PROMPT: Starting at the line that contains "Find every instance of the evergreen", copy each line through the end of the listing below. Include both ends and output nothing more.

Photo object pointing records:
━━━━━━
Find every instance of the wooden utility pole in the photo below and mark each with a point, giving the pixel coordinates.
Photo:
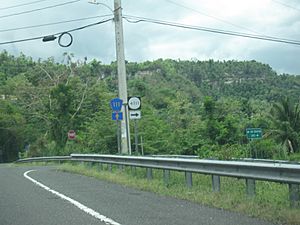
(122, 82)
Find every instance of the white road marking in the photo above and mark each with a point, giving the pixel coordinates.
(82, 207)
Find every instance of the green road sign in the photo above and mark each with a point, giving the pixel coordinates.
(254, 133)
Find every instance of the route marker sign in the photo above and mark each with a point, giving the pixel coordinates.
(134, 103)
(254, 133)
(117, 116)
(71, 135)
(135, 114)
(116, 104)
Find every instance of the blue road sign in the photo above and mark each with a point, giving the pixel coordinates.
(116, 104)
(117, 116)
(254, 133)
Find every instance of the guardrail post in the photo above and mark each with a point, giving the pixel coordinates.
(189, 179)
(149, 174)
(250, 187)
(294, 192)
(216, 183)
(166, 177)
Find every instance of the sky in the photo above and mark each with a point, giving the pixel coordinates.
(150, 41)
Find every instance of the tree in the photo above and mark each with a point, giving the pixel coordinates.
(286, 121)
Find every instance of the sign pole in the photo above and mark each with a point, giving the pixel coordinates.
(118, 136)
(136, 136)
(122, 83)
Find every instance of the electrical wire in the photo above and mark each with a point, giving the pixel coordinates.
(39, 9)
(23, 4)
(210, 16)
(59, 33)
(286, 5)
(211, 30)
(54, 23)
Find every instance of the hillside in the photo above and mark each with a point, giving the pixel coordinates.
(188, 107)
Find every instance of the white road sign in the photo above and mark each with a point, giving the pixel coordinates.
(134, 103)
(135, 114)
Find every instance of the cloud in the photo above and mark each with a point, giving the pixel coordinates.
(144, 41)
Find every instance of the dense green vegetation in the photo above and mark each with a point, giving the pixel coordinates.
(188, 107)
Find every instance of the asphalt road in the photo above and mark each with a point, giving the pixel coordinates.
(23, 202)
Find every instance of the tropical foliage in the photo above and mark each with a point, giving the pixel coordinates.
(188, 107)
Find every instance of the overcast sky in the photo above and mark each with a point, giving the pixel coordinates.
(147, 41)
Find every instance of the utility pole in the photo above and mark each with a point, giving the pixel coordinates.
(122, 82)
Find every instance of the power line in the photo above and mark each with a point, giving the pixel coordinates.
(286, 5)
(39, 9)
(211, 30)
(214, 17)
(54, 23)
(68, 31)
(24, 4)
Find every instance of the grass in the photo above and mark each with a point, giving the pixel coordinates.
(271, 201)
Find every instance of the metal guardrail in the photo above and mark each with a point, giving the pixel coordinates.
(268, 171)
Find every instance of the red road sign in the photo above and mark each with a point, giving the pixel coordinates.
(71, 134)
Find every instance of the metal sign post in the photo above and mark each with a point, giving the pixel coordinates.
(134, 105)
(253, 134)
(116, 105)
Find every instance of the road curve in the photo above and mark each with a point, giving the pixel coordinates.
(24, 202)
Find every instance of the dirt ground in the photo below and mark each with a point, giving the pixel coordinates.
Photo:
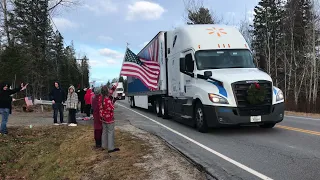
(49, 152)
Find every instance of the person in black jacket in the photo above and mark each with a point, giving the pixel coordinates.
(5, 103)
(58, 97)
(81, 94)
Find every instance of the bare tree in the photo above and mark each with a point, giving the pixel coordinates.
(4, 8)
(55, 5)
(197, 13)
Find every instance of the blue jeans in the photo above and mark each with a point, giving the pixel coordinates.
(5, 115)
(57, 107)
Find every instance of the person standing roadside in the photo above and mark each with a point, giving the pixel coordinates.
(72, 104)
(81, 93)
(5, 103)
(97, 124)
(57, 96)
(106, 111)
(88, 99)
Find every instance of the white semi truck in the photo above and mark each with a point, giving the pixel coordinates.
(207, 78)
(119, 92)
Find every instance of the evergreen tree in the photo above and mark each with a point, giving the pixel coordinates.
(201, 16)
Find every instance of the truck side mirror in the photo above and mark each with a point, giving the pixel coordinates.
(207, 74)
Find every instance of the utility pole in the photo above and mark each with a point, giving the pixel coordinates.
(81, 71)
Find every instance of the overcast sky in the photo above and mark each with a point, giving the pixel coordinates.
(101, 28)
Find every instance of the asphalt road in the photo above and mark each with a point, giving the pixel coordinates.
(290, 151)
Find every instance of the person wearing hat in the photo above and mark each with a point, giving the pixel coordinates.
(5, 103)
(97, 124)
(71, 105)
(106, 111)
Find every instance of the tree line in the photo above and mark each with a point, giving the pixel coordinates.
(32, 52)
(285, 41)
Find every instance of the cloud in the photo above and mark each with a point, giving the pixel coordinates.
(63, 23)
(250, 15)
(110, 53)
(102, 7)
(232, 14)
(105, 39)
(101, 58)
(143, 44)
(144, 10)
━━━━━━
WRITTEN SOLUTION:
Find every instance of the evergreen tree in the photo above and mark each with a point, giving the pixel coordinates.
(201, 16)
Find every instance of the truck side mirror in the photo above and mark each with a point, giving the pixel coordinates.
(207, 74)
Find every instance of the utility pole in the photo above and mark each with a point, giving the pixel coordinates.
(81, 71)
Find every instance of the overcast sky in the photo above and mark each with a point, giving the pixel coordinates.
(101, 28)
Find every instance of the asphalt road in the photo above and mark each with a point, giving the pixel coordinates.
(290, 151)
Find every instance of the person wearing hat in the photo above and mark each with a point, giving the pixel coordinates.
(5, 103)
(97, 124)
(71, 105)
(106, 111)
Find every instance of the tree line in the photo above and mark each with a point, giving the pixel coordinates.
(32, 52)
(285, 41)
Find every instance of the cloud in the photo above and mark each with a point, giving the pixel coordinates.
(63, 23)
(250, 15)
(110, 53)
(102, 7)
(232, 14)
(105, 39)
(101, 58)
(143, 44)
(144, 10)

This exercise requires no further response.